→ Tasks for this exercise
1) In the PIP-eco page below, what are the three infrastructures that make up the pipeline?
2) Reproduce word for word the part of the PIP-eco page below starting with "path_local = path_root" and going on through "research, 32(5), 1792-1797.".

Pathotype Identification Pipeline for Escherichia coli (PIP-eco)
Overview: PIP-eco is a comprehensive analytical tool designed to accurately identify and characterize Escherichia coli (E. coli) pathotypes. This pipeline facilitates detailed analysis for both single and hybrid pathotypes using whole genome sequencing (WGS) data. PIP-eco pipeline consists of three infrastructures: Marker gene alignment process, Pan-phylogenetic analysis process, and Pathogenicity Islands (PAIs) analysis process. It accepts assembled bacterial strain collections as input, which can be either NCBI RefSeq records or user's own data in fasta format. In the PIP-eco pipeline, genome annotation on the input WGS data is performed. Follwing this, the pathotype is determined based on marker genes. Additionally, by conducting phylogenetic analysis based on pan-genome analysis, the genetic distances are investigated, thus effectively discriminating hybrid pathotypes. Through these processes, the PIP-eco pipeline is utilized not only for pathotype assignment but also for tracing the trajectories of pathogenic factors. The Processing within the PIP-eco pipeline uses publicly available tools: PROKKA, USEARCH, MUSCLE, and MAFFT.
conda create -y pathotype.yaml
git clone https://github.com/SBL-Kimlab/PIP-eco.git
In the PIP-eco pipeline, each process is performed according to defined modules. Users can directly use the individual modules as shown below, so all processes can be executed at once.
#Before executing the PIP-eco pipeline, it needs to declare /include/include.ipynb.
import os
import os.path as path
from time import sleep
path_root = path.abspath( path.join( os.getcwd(), ".." ) )
path_local = path_root + "/PIPeco"; path_include = path_root + "/include"
file_include = path_include + "/include.ipynb"
%run $file_include
#PIP-eco pipeline excution
os.chdir( path_root )
pipeco = pathotype()
pipeco.method.genome_annotation()
pipeco.method.marker_alignment()
pipeco.method.vf_based_phylogenetic()
pipeco.method.pai_analysis()
- Seemann, T. (2014). Prokka: rapid prokaryotic genome annotation. Bioinformatics, 30(14), 2068-2069.
- Edgar, R. C. (2010). Search and clustering orders of magnitude faster than BLAST. Bioinformatics, 26(19), 2460-2461.
- Edgar, R. C. (2004). MUSCLE: multiple sequence alignment with high accuracy and high throughput. Nucleic acids research, 32(5), 1792-1797.
- Katoh, K., Misawa, K., Kuma, K. I., & Miyata, T. (2002). MAFFT: a novel method for rapid multiple sequence alignment based on fast Fourier transform. Nucleic acids research, 30(14), 3059-3066.

→ Information supplied
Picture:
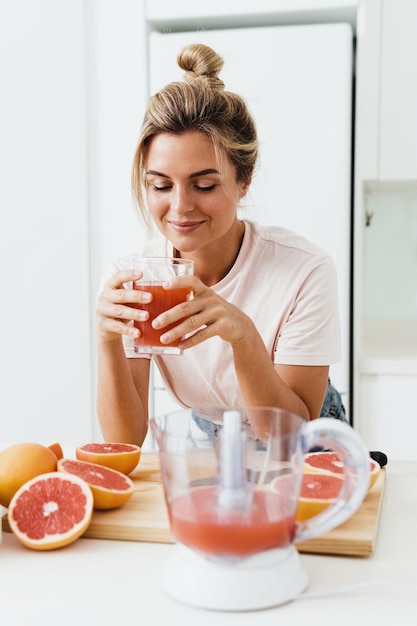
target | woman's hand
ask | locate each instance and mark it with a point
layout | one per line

→ Results of the exercise
1) Marker gene alignment process, Pan-phylogenetic analysis process, and Pathogenicity Islands (PAIs) analysis process.

2)
path_local = path_root + "/PIPeco"; path_include = path_root + "/include"
file_include = path_include + "/include.ipynb"
%run $file_include
#PIP-eco pipeline excution
os.chdir( path_root )
pipeco = pathotype()
pipeco.method.genome_annotation()
pipeco.method.marker_alignment()
pipeco.method.vf_based_phylogenetic()
pipeco.method.pai_analysis()
- Seemann, T. (2014). Prokka: rapid prokaryotic genome annotation. Bioinformatics, 30(14), 2068-2069.
- Edgar, R. C. (2010). Search and clustering orders of magnitude faster than BLAST. Bioinformatics, 26(19), 2460-2461.
- Edgar, R. C. (2004). MUSCLE: multiple sequence alignment with high accuracy and high throughput. Nucleic acids research, 32(5), 1792-1797.